▸ Complete the following:
A) Answer these questions using the draft report on San Diego's picks below:
(i) With which overall selection did San Diego take Johnnie Troutman?
(ii) What aspect of Troutman's play concerns scouts?
(iii) How many games did David Molk start for the Wolverines?
B) Write the next part of the draft report on San Diego's picks below, picking up after its final sentence.

*** Document extract

This is a strong pick for San Diego. This is an athlete who needs work, but gets to learn from one of the best in the game, and can do so at a non-stressful pace. This is one of the ideal situations for a guy who needs some time to become a star, while they coach his skills to match his tremendous athletic ability.
Getting some additional protection for star quarterback Phillip Rivers, San Diego selected Penn State guard Johnnie Troutman with the 149th overall selection.
Troutman is your typical-looking guard with a 6-4, 325-pound frame, and was a three-year starter for the Nittany Lions.
Troutman was a honorable-mention All-Big Ten selection in 2011.
STRENGTHS: Troutman excels at run blocking and likes to pull around the end. He has a good motor and can get out front and lead, as well as finish blocks in the running game. Having played both guard positions in college, Troutman is diverse enough to provide the Chargers with instant depth at a few different spots along the offensive line.
WEAKNESSES: Where scouts like his work in the run game, they are concerned about his ability in pass protection. Even though a strong guy, he has a tendency to get overpowered against stronger rushers.
With Troutman, the Chargers don't really get a game-changer, but they get some depth to help keep Rivers' protective unit healthy and at full strength. Average fifth-round safe pick.
Nothing like drafting the best center in college football from a year ago with a seventh-round pick.
San Diego grabbed Michigan center, and 2011 winner of the Rimington Trophy, David Molk with the draft's 226th overall selection.
Molk's had a highly successful and decorated career.
In addition to the Rimington, Molk was a consensus first-team All-American, winner of the Big Ten's Rimington-Pace Offensive Linemen of the Year award and a first-team All-Big Ten—all from the 2011 season.
Molk started more than 40 games for the Wolverines and was a first-team all-conference selection again his junior year in 2010.
Although San Diego's center position has long been anchored by Nick Hardwick, he has been injury prone over the last few years, so Molk gives instant depth and stability at the position, ensuring quarterback Phillip Rivers can get the football.
STRENGTHS: Molk is strong and fast for his position and size—6-0, 300 pounds—and gets off th e line of scrimmage in a hurry. He's got great footwork and his skill set is impressive particularly in the passing game.

******
*** Material supplied

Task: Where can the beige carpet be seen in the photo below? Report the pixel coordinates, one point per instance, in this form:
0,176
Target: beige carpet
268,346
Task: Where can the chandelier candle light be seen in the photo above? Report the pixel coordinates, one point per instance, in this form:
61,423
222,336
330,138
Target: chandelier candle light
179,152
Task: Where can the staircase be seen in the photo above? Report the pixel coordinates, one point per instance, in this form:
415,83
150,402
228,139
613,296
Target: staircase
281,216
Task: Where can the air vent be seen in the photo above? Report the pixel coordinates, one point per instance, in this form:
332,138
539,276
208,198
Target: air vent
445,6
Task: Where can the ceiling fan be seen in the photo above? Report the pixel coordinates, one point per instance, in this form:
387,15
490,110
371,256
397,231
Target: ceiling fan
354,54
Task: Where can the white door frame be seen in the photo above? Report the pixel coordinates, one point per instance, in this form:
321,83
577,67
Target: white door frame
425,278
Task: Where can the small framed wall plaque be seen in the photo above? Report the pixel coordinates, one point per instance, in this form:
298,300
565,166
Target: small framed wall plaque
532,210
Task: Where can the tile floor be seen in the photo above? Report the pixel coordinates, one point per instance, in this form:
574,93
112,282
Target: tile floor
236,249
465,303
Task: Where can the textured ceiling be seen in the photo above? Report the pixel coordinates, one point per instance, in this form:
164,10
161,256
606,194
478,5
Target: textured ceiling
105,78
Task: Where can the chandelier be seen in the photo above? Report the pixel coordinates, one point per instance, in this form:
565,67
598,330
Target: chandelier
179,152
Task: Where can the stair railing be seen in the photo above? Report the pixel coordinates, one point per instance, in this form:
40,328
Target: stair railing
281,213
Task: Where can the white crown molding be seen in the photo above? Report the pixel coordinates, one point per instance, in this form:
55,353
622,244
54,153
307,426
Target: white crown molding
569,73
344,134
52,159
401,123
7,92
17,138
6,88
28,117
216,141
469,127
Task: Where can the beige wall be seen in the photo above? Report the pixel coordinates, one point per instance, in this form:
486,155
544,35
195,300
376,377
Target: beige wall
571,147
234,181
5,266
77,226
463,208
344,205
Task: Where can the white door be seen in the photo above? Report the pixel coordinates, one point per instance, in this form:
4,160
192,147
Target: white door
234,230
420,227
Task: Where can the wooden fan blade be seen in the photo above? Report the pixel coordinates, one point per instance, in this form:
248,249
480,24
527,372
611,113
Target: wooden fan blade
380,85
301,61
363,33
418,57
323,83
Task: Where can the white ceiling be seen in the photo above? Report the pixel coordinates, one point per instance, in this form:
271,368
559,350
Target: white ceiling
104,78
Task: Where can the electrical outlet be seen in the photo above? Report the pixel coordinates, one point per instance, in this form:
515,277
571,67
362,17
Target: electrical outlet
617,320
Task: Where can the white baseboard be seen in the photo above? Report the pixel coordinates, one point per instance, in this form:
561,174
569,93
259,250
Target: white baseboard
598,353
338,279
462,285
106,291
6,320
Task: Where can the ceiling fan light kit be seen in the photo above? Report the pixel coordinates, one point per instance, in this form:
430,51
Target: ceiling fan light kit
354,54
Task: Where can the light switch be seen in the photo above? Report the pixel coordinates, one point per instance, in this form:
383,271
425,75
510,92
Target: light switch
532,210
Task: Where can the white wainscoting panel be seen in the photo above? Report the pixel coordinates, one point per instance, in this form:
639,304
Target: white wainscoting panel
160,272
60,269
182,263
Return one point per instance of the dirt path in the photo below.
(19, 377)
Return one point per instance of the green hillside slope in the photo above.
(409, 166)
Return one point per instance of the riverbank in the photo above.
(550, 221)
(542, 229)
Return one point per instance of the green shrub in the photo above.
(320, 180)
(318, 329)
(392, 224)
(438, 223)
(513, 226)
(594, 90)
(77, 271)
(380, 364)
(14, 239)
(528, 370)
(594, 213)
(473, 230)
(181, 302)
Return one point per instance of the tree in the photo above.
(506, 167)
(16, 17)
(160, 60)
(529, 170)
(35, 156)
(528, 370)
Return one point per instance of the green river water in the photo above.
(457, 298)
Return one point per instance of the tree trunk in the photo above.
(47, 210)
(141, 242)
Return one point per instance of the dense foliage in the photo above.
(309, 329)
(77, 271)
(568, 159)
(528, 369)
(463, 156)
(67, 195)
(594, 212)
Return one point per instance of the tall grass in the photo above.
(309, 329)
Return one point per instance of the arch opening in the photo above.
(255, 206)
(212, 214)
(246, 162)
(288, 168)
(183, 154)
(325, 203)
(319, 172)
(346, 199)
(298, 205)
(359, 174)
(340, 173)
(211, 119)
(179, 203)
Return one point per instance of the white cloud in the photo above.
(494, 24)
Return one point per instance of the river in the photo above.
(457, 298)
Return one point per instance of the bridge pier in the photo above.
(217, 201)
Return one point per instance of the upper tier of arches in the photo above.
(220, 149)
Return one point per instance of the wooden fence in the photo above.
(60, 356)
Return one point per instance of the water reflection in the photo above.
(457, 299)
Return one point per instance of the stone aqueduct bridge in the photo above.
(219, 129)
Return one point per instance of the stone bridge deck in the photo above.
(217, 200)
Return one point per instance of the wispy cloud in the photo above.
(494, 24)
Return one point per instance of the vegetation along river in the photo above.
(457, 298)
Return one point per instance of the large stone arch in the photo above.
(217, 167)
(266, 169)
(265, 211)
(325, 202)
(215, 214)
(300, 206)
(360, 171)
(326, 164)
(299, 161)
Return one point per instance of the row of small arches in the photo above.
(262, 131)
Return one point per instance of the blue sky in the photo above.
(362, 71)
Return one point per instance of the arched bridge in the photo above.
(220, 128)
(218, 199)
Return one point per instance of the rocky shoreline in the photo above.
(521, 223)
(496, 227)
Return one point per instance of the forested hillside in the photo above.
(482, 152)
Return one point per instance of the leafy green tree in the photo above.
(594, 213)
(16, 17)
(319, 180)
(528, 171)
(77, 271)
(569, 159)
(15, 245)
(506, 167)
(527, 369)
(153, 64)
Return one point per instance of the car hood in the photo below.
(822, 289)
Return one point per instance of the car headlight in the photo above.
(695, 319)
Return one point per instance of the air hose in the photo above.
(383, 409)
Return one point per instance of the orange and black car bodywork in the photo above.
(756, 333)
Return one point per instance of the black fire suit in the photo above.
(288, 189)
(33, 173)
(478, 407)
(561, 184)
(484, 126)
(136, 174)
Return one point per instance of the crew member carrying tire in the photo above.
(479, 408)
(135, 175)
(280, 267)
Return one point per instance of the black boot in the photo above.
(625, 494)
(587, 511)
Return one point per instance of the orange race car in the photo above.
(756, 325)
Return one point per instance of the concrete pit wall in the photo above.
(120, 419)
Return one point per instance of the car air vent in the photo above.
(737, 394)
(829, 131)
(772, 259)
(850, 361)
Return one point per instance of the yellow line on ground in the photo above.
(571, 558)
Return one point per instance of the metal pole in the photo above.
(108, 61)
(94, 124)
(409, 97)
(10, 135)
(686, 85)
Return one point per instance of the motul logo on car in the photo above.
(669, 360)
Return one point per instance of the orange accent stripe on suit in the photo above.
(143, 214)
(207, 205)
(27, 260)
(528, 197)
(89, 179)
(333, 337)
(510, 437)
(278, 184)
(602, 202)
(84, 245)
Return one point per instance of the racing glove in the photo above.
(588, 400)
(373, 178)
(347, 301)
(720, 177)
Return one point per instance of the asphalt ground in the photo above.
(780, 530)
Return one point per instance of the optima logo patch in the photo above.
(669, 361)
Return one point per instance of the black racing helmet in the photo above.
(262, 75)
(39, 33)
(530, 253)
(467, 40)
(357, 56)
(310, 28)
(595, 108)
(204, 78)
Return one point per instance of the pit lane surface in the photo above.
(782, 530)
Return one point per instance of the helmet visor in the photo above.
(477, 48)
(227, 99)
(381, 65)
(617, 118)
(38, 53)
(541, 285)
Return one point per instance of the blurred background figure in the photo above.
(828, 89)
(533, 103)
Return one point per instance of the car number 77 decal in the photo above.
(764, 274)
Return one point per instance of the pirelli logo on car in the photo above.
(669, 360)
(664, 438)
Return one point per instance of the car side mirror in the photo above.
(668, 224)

******

▸ Responses:
A)
(i) The 149th overall selection.
(ii) His ability in pass protection.
(iii) More than 40 games.

B)
WEAKNESSES: Although he excels in pass protection, Molk's primary strike has been his run blocking. He's likely going to have to bulk up a little bit to handle big strong defensive linemen of the NFL, but there's no doubt the Chargers can get his strength up.
This guy is from a power conference and excelled in all aspects of his position while taking on big, strong, fast Big Ten defensive linemen enough to win the Rimington Trophy.
Even if Molk is merely an addition to add depth to the line at both center, and possibly guard positions, he's a steal in the seventh round, and continues a solid and smart draft for San Diego thus far.
San Diego kept its theme of smart, safe, sound NFL draft picks alive with its final pick of this year's selection by grabbing solid Michigan State running back Edwin Baker.
Baker ran for nearly 2,300 yards on 462 carries and 19 touchdowns during his Spartan career.
Earlier in his career, he was a first-team All-Big Ten selection after rushing for 92.4 yards per game in 2010.
STRENGTHS: Baker is a tough runner who likes to run inside, but is also patient enough to wait for the play to develop and quick enough to accelerate through the hole once it does. He's a better-than-average blocker.
WEAKNESSES: Might have to work on his strength and stamina to make an impact at the next level. Also, seemed to lose his competitive edge after being replaced as the starting running back.
This is nearly the last pick of the draft, so it's not a terrible spot to grab another running back for San Diego. It's a safe pick that could pay dividends if the Baker rediscovers the ability he had early in his Michigan State career.